Санкт-Петербург, ул. Академика Байкова, 14а

Во имя Отца и Сына и Святаго Духа!

Сегодня у нас последний день Святой Четыредесятницы, последний день нормального и настоящего Великого поста, потому что дальше будут два праздника, а потом Страстная седмица, это уже особое время, совсем другое. И сегодня же у нас последняя беседа в этом цикле о христианской аскетике. И она, конечно, должна быть итоговая. Но мы не столько будем повторять, о чем была речь в предыдущих двенадцати беседах (сегодняшняя — тринадцатая), сколько немножко подробнее скажем, зачем это все надо, и кому это надо и кому это не надо.

О чем была речь, если вспомнить предыдущие двенадцать бесед? Сначала речь шла о том, что нужны какие-то физические лишения, нужны физические нагрузки, которые вырывают человека из его обычного течения жизни, чтобы он вообще мог о чем-то задуматься и начать фильтровать те впечатления, которые к нему приходят, отсеивать то, что неважное, и заниматься тем, что важно. Затем была речь о том, что среди того, что важно, надо все классифицировать на пять основных занятий: молитву, псалмопение, чтение, рукоделие и размышление. И при этом нужно особенно следить за своей жизнью и по телу, и по душе. По телу важно, потому что тело тоже напрямую относится к душе, — ведь душа прямо, а не как-нибудь косвенно соединена с телом. И из того, что касается тела, мы обсуждали то, что люди плохо понимают – это земные поклоны и сон, а также очень важный момент – чтобы не общаться с другими людьми беспорядочно и как попало, а общаться так, чтобы все было по воле Божией. А из того, что не касается тела, а напрямую касается души, мы говорили о послушании и о зависти, потому что эти вещи особенно труднопонимаемы для современных людей.

И вот, все это вместе, может быть, создает странное впечатление. Человек, который хочет жить по-христиански (потому что все эти темы относятся к тому, что надо жить по-христиански), уподобляется спортсмену, который постоянно тренируется, — профессиональному спортсмену. Не такому, который по утрам время от времени бегает в свое удовольствие перед домом, а тому, кому надо выступать на соревнованиях, одерживать какие-то победы. То есть это совершенно не образ жизни нормального человека.

Но есть одно «но». Ведь именно об этом говорится в апостольских посланиях и вообще в Ветхом и Новом Завете. Апостол Павел сравнивает самого себя и христиан с теми, кто выступает на соревнованиях по бегу, кто получает венцы. А также сравнивает с военными, которые должны все время тренироваться в мирное время, чтобы потом в бою быть в должной форме. Также они не должны связываться житейским, потому что, говорит апостол Павел, «никтоже воин бывая, обязуется куплями житейскими, да воеводе угоден будет». — Чтобы быть угодным военачальнику, то есть быть таким, каким надо быть солдату, ему надо не набирать с собой всяких куплей житейских.

----

Задания ▸
- A) Ответьте кратко на вопросы по беседе о христианской аскетике:
(i) Какой по счету является сегодняшняя беседа цикла?
(ii) На какие пять основных занятий предлагается разделить все важное?
(iii) С кем, помимо участников соревнований по бегу, апостол Павел сравнивает себя и христиан?
- B) Согласуются ли с беседой о христианской аскетике следующие утверждения? Для каждого ответьте «да» или «нет» и приведите дословно решающие слова беседы.
(i) Страстная седмица начинается сразу после последнего дня Святой Четыредесятницы.
(ii) Душа соединена с телом лишь косвенно.
(iii) Из того, что касается души, в беседах обсуждались послушание и зависть.
- C) Допишите следующую часть беседы о христианской аскетике, начиная после ее последнего предложения.
Приведенные далее записи получены из другого источника.

----

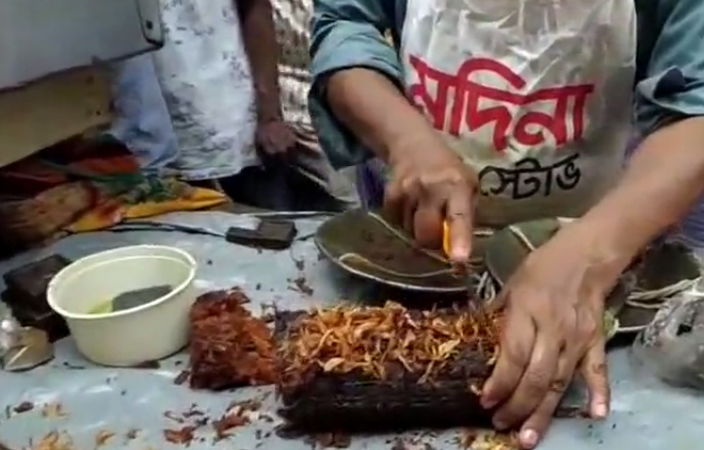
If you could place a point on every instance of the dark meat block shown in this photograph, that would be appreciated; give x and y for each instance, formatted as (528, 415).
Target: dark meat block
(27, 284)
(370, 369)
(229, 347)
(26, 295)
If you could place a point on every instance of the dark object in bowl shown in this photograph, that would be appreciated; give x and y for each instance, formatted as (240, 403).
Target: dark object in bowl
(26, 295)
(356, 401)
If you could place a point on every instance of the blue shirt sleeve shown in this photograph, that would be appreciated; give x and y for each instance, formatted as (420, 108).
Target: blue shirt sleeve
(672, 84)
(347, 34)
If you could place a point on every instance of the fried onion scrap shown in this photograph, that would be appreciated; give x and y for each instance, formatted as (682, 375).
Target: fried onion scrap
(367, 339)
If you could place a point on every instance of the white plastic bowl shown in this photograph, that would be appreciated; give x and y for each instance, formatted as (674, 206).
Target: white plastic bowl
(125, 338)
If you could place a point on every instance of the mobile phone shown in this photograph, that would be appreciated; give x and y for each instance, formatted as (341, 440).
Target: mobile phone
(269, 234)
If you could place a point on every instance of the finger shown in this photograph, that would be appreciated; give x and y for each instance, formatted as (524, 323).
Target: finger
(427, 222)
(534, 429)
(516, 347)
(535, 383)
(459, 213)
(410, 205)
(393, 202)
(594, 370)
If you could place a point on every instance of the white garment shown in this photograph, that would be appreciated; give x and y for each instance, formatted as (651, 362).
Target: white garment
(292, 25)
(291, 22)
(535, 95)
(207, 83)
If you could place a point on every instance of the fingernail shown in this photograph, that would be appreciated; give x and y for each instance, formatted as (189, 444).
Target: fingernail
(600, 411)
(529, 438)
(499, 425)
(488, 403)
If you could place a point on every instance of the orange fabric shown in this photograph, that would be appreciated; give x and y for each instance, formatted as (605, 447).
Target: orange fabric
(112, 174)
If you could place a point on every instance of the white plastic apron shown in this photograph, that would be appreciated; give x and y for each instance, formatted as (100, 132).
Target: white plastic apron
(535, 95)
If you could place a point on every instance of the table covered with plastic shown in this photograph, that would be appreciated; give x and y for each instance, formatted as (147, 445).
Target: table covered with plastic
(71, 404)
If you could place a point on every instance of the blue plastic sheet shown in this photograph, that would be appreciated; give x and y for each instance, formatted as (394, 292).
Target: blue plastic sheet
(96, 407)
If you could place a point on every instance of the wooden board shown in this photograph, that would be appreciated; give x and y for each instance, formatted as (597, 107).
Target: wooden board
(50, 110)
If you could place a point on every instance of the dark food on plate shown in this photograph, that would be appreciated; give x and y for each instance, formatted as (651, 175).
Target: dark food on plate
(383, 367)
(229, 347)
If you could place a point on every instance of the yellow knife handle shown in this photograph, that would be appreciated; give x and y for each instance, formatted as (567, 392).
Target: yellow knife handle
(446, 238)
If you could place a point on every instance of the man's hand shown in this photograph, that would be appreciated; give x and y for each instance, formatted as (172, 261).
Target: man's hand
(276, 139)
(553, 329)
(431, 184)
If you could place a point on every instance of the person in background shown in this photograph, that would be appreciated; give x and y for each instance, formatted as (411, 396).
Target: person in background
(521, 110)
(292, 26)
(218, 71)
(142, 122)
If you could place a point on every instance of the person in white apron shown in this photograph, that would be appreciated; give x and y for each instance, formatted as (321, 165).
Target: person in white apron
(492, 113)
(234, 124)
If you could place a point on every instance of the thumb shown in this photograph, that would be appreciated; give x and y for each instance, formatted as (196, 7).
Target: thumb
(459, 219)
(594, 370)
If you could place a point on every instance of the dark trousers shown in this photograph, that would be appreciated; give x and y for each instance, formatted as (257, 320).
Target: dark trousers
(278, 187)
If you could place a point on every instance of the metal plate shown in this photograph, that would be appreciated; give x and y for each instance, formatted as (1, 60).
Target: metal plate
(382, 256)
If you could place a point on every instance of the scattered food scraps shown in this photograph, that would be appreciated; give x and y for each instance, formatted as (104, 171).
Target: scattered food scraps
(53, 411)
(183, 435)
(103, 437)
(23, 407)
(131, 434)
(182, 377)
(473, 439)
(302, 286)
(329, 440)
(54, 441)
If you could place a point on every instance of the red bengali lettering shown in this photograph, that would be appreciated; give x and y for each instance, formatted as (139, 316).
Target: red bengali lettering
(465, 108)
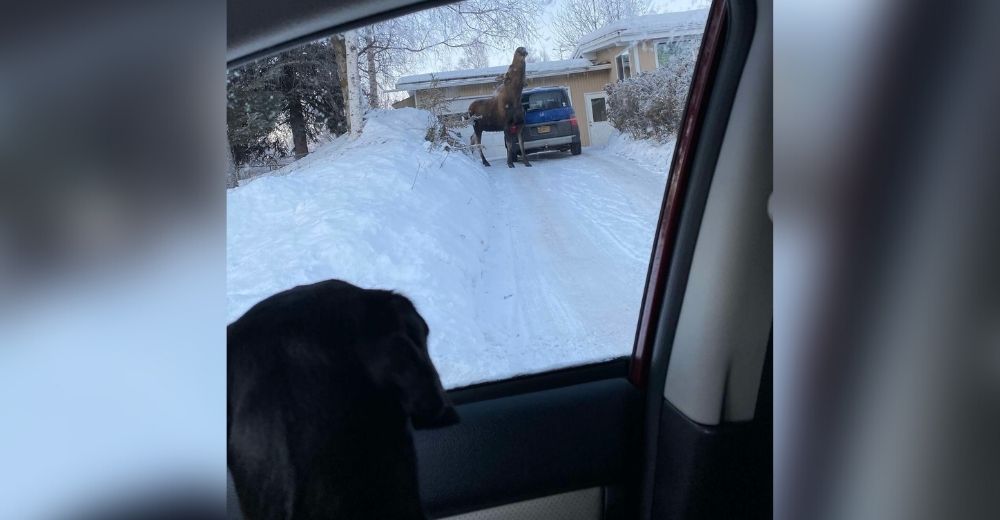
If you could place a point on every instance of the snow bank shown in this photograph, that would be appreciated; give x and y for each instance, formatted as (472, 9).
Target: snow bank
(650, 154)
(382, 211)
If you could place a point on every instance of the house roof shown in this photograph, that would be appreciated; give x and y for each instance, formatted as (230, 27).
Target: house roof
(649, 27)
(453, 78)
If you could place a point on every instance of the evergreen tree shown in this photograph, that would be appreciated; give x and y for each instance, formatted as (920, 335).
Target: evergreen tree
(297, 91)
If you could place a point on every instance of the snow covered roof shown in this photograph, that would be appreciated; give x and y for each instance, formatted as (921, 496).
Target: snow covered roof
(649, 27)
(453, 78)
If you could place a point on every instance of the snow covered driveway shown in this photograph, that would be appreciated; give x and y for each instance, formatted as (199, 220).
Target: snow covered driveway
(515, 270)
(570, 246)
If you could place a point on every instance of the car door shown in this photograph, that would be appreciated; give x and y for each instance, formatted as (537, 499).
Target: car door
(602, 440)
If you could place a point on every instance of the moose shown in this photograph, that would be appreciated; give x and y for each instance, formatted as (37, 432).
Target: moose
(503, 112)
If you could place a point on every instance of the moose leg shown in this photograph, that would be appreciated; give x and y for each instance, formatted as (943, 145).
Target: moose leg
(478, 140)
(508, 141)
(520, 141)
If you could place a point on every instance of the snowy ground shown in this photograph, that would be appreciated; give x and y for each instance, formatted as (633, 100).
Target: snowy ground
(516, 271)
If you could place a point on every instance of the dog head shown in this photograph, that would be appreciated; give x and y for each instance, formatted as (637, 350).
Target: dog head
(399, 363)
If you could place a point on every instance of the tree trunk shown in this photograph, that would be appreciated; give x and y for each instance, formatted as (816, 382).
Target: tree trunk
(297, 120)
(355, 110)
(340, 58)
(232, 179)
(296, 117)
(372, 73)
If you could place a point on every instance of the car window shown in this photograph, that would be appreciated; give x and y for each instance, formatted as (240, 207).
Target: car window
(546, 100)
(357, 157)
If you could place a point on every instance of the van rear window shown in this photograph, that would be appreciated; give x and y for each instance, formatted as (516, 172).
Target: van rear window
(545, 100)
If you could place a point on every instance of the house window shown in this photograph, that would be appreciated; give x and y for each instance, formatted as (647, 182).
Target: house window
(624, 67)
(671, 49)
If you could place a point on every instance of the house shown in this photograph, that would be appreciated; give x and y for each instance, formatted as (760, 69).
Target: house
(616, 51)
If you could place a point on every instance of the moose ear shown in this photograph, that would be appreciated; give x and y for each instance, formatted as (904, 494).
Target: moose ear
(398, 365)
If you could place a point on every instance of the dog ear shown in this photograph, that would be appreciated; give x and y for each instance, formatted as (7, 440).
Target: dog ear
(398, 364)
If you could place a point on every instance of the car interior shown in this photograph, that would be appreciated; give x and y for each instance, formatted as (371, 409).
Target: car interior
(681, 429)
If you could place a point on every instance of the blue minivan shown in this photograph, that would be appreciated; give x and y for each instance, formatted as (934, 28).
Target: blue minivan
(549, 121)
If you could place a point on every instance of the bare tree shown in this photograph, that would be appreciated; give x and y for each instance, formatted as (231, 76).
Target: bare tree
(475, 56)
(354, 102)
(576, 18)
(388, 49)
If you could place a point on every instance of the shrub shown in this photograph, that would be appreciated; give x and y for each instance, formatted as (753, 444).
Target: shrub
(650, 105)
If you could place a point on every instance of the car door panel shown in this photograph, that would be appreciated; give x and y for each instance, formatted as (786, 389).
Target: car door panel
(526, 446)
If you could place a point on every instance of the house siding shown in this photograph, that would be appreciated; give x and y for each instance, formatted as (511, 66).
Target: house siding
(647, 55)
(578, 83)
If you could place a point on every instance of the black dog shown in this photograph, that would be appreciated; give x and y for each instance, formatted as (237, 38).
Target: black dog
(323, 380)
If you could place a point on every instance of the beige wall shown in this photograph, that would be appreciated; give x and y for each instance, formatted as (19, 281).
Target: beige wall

----

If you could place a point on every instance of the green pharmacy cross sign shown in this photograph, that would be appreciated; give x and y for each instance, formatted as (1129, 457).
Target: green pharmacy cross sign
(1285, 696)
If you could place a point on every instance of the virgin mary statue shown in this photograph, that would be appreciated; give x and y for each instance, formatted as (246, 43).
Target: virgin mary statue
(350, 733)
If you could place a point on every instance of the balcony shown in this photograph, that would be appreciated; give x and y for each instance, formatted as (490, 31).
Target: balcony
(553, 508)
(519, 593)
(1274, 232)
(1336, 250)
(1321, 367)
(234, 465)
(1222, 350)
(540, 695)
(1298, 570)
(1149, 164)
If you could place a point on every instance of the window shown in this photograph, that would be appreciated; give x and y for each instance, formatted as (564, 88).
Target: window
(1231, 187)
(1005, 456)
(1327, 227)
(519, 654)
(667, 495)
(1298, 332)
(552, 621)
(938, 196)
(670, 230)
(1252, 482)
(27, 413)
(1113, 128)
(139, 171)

----

Ответы к упражнению ▸
- A)
(i) Тринадцатой.
(ii) На молитву, псалмопение, чтение, рукоделие и размышление.
(iii) С военными, которые должны все время тренироваться в мирное время.

- B)
(i) Нет: «дальше будут два праздника, а потом Страстная седмица».
(ii) Нет: «душа прямо, а не как-нибудь косвенно соединена с телом».
(iii) Да: «мы говорили о послушании и о зависти».

- C)
Получается, что христианами становятся какие-то профессионалы этого самого христианства, а все остальные будто бы и не христиане. Действительно ли это так? Тут хочется ответить, что нет, на самом деле это не так. Сколько у нас было всяких предков, которые жили обычными житейскими делами, занимались кто какой жизнью: кто-то – дворянской, кто-то – крестьянской, кто-то – рабочей, кто-то – поповской, между прочим (тут поповство ничем особенно не выделяется). Занимались тем, что молились о том, чтобы у них в семье все было хорошо, на работе все было хорошо, чтобы не болели. За этим они приходили в церковь, получали исцеления. И что же получается – они не христиане?

Если мы будем говорить с точки зрения реально Нового Завета, надо ответить так: да, они не христиане, вообще. Если в течение всей свой жизни они так и не вышли из подобных рамок «народного благочестия» — хотя бы перед смертью или еще как-то, например, в чрезвычайных обстоятельствах принимая мученичество, — то они прожили свою жизнь не по-христиански.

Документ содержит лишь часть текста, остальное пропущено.